- Objective:
Set down, in full, every record in the block.

(Collected data entries)
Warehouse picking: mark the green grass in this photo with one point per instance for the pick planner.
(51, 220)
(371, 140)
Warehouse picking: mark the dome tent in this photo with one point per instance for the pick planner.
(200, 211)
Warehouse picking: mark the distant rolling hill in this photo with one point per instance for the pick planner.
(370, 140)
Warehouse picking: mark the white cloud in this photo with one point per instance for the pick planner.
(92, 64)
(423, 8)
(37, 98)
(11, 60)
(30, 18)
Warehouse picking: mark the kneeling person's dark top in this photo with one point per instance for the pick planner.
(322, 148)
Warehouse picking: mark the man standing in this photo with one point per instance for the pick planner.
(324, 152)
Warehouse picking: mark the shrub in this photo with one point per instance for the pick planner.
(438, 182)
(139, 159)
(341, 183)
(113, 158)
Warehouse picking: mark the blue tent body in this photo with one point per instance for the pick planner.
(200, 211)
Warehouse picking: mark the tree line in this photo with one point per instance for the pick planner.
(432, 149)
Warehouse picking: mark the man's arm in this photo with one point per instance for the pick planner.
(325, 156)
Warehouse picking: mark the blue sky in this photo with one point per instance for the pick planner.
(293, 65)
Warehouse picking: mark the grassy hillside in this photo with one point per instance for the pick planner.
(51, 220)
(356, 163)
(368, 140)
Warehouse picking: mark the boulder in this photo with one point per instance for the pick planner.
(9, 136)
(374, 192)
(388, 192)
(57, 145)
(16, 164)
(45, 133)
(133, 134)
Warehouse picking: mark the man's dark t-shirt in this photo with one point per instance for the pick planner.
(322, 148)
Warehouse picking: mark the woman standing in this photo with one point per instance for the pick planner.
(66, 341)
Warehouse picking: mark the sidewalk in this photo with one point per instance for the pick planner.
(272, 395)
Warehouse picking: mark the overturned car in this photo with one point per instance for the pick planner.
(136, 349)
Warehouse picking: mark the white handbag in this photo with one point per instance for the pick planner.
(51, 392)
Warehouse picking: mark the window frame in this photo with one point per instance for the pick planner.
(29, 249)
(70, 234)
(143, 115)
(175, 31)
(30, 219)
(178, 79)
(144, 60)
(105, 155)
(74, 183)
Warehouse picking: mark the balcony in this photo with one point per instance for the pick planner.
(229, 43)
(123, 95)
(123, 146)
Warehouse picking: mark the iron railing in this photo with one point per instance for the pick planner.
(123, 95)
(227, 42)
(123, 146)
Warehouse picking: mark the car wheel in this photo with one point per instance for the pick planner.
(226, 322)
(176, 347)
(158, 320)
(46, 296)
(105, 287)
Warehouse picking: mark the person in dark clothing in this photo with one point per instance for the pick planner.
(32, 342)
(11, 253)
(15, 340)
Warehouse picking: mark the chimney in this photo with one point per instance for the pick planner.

- Exercise answer:
Warehouse picking: mark the green grass in this photo with one point per instance for the pick planner.
(51, 220)
(371, 140)
Warehouse picking: mark the dome tent in this photo with one point per instance for the pick planner.
(200, 211)
Warehouse picking: mark the distant rolling hill in this photo with one point per instance for the pick planner.
(370, 140)
Warehouse picking: mark the white cloud in this photo with one point per instance for the pick planner.
(92, 64)
(423, 8)
(37, 98)
(11, 60)
(30, 18)
Warehouse picking: mark the kneeling person's dark top in this photo with one point per instance for the pick planner.
(322, 148)
Warehouse picking: mark the man standing in this photo with one point per instance for the pick planner.
(324, 152)
Warehouse picking: mark the shrub in this photo with one point per instance for the pick planner.
(438, 182)
(139, 159)
(341, 183)
(113, 158)
Warehouse picking: mark the blue tent body in this photo with one point per instance for the pick planner.
(200, 211)
Warehouse picking: mark the tree line in this photo with one point per instance for the pick planner.
(432, 149)
Warehouse picking: mark the man's arm in this photo with one point per instance for the pick planner.
(325, 156)
Warehouse picking: mark the blue sky in this photo with one point per instance for the pick planner.
(293, 65)
Warehouse picking: mark the grassy hillside in this photo with one point per instance for the pick planner.
(51, 220)
(356, 163)
(368, 140)
Warehouse picking: mark the boulder in this photo with one point per instance for the pick planner.
(9, 136)
(374, 192)
(388, 192)
(57, 145)
(16, 164)
(45, 133)
(133, 134)
Warehouse picking: mark the man's dark t-shirt in this photo with one point per instance for the pick planner.
(322, 148)
Warehouse picking: mark the woman standing in this photo with one point per instance for the pick planner.
(66, 341)
Warehouse picking: mark the sidewalk in this photo with one point per instance for the pick planner.
(272, 395)
Warehouse picking: mark the overturned car in this photo with one point per instance for the pick planner.
(136, 349)
Warehouse picking: mark the white handbag in this photo with one point per instance for the pick planner.
(51, 392)
Warehouse picking: mark the window frame in this photo with one point per instance for the pick planner.
(29, 249)
(70, 234)
(143, 115)
(175, 31)
(30, 219)
(178, 79)
(144, 60)
(105, 155)
(74, 183)
Warehouse picking: mark the balcony in this photo with one point per instance for the pick planner.
(229, 43)
(123, 95)
(123, 146)
Warehouse picking: mark the iron railing in this photo with one point per instance for the pick planner.
(123, 95)
(227, 42)
(123, 146)
Warehouse picking: mark the car wheel in this photo with one point per instance for the pick planner.
(226, 322)
(176, 347)
(158, 320)
(46, 296)
(105, 287)
Warehouse picking: mark the person in dark clothing in this photo with one point per instance for the pick planner.
(32, 342)
(11, 253)
(15, 340)
Warehouse picking: mark the chimney in this photo with one point per instance for the pick planner.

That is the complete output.